> Aim
The data below should be restated word for word, with every picture omitted.

> Dataset excerpts
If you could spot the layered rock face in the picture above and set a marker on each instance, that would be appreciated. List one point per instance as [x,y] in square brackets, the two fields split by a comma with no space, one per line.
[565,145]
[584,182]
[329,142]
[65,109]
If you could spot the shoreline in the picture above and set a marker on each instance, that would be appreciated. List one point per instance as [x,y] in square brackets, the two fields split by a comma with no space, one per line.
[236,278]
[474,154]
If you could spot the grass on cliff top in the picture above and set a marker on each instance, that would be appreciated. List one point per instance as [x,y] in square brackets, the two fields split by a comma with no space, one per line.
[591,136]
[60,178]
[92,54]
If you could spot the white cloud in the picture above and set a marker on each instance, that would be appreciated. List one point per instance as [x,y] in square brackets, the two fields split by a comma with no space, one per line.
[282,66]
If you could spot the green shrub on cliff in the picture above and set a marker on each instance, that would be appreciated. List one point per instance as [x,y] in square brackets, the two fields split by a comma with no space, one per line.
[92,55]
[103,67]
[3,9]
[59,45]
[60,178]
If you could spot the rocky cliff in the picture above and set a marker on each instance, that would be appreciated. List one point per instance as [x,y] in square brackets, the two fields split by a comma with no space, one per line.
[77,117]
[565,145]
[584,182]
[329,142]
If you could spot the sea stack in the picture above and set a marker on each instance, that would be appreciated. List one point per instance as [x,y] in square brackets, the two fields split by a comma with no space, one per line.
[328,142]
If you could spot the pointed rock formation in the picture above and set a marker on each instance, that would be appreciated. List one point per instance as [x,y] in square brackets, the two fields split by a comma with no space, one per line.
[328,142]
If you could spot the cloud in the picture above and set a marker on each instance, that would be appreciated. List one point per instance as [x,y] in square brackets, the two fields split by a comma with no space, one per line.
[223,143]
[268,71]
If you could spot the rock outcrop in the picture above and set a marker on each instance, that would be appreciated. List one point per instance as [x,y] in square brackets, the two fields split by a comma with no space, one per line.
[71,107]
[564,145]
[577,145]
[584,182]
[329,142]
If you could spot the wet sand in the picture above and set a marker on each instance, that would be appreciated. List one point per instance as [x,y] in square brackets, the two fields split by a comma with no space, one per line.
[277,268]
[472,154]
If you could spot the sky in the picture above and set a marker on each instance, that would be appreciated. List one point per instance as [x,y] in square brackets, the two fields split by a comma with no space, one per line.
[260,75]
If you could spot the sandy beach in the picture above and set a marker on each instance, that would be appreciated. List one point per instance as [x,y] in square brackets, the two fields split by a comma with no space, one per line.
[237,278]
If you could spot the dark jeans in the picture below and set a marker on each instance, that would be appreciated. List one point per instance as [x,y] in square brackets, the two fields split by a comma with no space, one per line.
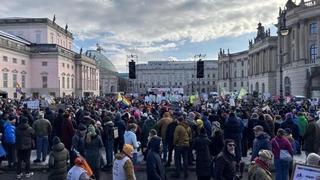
[23,155]
[181,152]
[109,151]
[42,147]
[204,177]
[11,154]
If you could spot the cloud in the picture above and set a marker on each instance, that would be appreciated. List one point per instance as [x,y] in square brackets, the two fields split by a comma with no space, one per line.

> In response
If you could spot the layered rock face in the picture above and set a marker on each instance, that would be appreciated. List one point per instance as [x,y] in square brackets, the two fields split by a comma with no space, one per line.
[565,145]
[584,182]
[329,142]
[65,109]
If you could spot the shoreline in the picture above and set a marker on each instance, that would be appreciated. List one point per instance as [x,y] in square brackets, the two fields split by a comma with no space, one per line.
[236,278]
[474,154]
If you could spot the grass on cliff top in the picture above and set a marker on each instance, that would be appreciated. List one point per instance as [x,y] in square brackets, the two fields split by a comma with no space, one per line.
[591,136]
[60,178]
[92,54]
If you could spot the white cloud in the picture above and set a marker on each instance, that would be appreciated. List one point per instance as [x,y] in square brackets, the two fields split by a comma with no space, one per line.
[282,66]
If you could spot the green shrub on cliff in the picture above and set a marker on each instance, that would be appreciated. List one point per instance as [x,y] in square brackets, the two fields split by a comma with no space, one per line.
[92,55]
[103,67]
[3,9]
[59,45]
[60,178]
If you could spot the rocky cliff in the picture above and set a marker on each instance, that would be appreciated. List one point per instance as [x,y] in square brackets, the two fields split by a comma with no space, one per line.
[77,117]
[565,145]
[584,182]
[329,142]
If you could spot the sea stack in the picture above and set a marker on each instance, that would be appreciated. List one point per instance as [x,y] in square brackets, the two fields split by a comma with no space, one per line.
[328,142]
If you could spot the pointed rock formation in the picture above and set a marker on each instance, that would be appreciated. List one point per instance as [x,y] in square brackets, the two fields split by a comma with no space, one per line.
[328,142]
If you could spot the cloud in the picture above and set a marker on each instance, that would be appreciated. List one point per instance as [x,y] in square brackets, the two fields split by a comma with no space, one per line.
[223,143]
[268,71]
If you could spot the rock outcrop in the picture above and set a marker on each instance, that would be appreciated. List one point per instance as [x,y] in square brackets, the two fields split by a comma with no space, one per line.
[71,107]
[564,145]
[577,145]
[584,182]
[329,142]
If you could spot the wet sand in the picture above and set a marker on each instance, that would be appreciated. List one point per instance as [x,y] in square brackets, the two fields split by a comma with no space, one per line.
[277,268]
[472,154]
If you could spot the sky in the picture above and set a marker on each instance, that would be appreciated. List one point per instance as [x,y] in square brackets, the two fields split by a comma with no space, one per line.
[260,75]
If you could spot the sandy beach in the picture above and set a marker on each instance, that would be appreciated. List one point per instance as [x,y] in square brackets, the two fields split by a comma with no space, one per line.
[237,278]
If you could spot the dark jeans in the picture below and set a marker on each instance, that would be appreciated. List one point per instance as [x,y] in square brackets, the two fields split by a comma with no space, one per line.
[23,155]
[181,152]
[109,151]
[42,147]
[204,177]
[11,154]
If you could spot the cloud in the picture above and set a marker on each instance, that would be appreciated. List one point per instance as [x,y] in square brackets, the two fields split by a comma with no space, one per line.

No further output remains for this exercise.